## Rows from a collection
# # # # # # #
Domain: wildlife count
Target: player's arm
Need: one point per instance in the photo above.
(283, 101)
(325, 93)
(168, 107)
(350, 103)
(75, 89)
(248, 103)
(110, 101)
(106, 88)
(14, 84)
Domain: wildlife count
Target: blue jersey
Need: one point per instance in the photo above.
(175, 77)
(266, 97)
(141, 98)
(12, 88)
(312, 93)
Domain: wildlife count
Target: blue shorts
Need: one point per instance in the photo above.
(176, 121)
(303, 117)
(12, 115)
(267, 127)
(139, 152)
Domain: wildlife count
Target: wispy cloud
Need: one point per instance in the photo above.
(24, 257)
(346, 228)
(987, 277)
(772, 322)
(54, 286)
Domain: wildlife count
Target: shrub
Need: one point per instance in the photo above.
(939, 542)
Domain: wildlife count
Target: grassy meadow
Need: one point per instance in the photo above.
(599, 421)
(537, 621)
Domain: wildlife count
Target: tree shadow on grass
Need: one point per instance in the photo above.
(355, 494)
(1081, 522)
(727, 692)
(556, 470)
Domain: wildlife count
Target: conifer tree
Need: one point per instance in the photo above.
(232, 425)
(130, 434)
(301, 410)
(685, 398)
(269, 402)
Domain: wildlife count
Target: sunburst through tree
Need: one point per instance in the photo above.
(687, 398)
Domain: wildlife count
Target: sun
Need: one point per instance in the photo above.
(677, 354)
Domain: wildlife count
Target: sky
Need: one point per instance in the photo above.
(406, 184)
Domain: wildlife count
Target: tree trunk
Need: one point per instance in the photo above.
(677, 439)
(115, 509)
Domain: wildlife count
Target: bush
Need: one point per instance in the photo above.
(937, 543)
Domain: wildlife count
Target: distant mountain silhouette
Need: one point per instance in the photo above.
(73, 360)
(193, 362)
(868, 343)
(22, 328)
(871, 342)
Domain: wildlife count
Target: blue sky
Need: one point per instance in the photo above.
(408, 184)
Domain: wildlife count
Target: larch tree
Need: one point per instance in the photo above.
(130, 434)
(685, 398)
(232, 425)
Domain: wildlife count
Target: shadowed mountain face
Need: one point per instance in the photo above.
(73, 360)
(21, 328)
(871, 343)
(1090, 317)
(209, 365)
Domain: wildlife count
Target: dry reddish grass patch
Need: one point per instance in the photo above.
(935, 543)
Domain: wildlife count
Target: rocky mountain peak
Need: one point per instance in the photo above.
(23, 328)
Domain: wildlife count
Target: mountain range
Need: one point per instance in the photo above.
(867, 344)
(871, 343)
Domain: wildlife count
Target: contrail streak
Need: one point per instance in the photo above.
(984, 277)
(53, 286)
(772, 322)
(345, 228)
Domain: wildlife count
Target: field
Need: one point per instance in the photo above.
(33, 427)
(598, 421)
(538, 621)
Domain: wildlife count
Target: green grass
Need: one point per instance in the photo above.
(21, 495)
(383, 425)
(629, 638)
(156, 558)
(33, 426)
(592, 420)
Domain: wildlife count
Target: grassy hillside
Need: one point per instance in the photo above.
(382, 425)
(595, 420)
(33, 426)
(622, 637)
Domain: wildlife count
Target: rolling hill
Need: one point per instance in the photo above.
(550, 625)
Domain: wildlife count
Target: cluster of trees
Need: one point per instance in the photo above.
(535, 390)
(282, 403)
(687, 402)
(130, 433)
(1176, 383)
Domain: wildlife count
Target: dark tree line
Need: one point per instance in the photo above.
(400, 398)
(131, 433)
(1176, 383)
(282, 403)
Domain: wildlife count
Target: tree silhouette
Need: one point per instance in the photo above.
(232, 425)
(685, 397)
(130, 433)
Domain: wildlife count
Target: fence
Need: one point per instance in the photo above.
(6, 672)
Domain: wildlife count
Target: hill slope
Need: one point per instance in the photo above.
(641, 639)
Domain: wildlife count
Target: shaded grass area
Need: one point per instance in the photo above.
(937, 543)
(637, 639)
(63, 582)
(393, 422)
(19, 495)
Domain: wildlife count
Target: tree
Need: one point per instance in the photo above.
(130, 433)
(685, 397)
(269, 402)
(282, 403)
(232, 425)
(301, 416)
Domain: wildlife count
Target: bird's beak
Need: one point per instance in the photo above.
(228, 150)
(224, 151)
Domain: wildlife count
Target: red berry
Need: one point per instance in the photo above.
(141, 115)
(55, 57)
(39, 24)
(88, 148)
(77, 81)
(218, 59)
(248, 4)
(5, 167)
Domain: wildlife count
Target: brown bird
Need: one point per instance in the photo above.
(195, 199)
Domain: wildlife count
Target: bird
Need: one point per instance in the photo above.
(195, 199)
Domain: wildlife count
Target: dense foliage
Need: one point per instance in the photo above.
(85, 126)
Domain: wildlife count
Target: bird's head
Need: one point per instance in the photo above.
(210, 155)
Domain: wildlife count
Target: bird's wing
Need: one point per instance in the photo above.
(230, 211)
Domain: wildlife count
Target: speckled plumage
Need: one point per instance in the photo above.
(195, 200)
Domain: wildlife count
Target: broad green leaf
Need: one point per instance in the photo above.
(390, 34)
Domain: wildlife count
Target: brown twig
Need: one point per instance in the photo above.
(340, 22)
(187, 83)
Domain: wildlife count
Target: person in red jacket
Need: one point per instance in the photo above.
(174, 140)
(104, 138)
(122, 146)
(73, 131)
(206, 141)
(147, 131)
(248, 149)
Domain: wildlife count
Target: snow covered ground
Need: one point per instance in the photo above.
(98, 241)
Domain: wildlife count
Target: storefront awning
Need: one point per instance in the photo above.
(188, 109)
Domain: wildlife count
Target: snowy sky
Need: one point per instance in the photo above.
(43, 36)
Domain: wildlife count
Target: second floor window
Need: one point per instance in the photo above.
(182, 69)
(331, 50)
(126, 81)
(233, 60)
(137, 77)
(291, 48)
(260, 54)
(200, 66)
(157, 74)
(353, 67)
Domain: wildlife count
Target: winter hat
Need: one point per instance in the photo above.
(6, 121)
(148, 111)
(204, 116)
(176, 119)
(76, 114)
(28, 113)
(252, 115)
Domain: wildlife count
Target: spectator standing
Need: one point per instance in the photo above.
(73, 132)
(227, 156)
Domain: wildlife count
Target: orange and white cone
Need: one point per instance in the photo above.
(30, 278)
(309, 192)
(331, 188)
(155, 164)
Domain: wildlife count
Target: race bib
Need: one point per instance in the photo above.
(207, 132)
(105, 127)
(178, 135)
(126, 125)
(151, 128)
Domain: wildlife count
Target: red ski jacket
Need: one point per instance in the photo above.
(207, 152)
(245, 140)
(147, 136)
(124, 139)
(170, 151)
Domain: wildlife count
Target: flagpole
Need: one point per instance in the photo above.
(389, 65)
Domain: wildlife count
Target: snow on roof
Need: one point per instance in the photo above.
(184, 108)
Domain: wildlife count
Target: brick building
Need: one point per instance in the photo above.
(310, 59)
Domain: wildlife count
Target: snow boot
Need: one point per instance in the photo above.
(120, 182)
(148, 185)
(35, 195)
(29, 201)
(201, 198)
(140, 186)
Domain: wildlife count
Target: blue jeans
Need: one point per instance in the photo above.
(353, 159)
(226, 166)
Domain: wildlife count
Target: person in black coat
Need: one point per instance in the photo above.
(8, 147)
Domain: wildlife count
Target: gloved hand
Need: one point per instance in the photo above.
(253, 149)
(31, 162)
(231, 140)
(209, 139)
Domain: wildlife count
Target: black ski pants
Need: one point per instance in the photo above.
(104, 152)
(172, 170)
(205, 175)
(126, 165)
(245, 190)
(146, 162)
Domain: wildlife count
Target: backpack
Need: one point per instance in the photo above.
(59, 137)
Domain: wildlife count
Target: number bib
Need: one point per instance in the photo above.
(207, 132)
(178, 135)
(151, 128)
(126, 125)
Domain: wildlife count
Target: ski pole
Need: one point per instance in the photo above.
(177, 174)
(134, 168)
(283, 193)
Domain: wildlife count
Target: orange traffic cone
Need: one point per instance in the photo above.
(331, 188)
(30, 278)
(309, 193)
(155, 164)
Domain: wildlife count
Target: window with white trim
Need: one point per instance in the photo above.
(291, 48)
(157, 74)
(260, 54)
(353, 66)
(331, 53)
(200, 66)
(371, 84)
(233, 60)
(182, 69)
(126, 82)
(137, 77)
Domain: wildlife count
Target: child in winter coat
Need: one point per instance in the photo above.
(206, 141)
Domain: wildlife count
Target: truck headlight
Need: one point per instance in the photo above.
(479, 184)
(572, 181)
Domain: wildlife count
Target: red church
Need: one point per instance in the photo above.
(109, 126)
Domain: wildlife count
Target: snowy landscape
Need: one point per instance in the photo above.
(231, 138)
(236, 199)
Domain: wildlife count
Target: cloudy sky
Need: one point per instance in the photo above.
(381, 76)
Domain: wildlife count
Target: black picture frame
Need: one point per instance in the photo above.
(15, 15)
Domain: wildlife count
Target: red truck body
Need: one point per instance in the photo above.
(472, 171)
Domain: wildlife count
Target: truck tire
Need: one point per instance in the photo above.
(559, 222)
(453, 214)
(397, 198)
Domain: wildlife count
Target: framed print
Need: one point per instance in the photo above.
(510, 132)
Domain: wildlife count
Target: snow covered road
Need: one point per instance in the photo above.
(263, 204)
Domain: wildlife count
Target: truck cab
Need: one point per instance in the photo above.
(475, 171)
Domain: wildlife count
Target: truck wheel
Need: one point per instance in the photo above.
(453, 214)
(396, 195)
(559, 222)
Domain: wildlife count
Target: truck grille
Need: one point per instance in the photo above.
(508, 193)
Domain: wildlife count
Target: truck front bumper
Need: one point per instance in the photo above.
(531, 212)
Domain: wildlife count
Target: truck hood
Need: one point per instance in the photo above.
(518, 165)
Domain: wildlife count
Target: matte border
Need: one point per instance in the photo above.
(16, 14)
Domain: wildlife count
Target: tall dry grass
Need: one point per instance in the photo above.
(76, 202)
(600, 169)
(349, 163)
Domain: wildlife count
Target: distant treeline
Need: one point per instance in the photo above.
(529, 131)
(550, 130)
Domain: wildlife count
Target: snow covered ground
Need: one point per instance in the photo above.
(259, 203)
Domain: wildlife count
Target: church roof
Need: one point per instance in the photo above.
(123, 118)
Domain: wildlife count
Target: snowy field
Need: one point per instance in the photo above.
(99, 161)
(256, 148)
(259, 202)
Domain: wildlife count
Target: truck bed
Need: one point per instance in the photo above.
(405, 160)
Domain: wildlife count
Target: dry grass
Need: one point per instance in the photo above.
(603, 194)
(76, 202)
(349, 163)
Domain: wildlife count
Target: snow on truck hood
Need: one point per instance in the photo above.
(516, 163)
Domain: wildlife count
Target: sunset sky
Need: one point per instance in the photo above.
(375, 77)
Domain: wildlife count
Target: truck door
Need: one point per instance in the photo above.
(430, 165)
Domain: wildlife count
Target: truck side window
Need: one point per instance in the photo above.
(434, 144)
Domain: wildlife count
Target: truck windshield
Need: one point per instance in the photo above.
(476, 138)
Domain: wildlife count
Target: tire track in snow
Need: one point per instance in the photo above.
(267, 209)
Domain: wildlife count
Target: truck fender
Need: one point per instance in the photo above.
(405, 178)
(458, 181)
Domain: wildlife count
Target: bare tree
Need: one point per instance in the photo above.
# # # # # # #
## Task prompt
Find every line in the rows above that contains the word "church", and copy each one. Case counts.

## Answer
Target: red church
Target: church roof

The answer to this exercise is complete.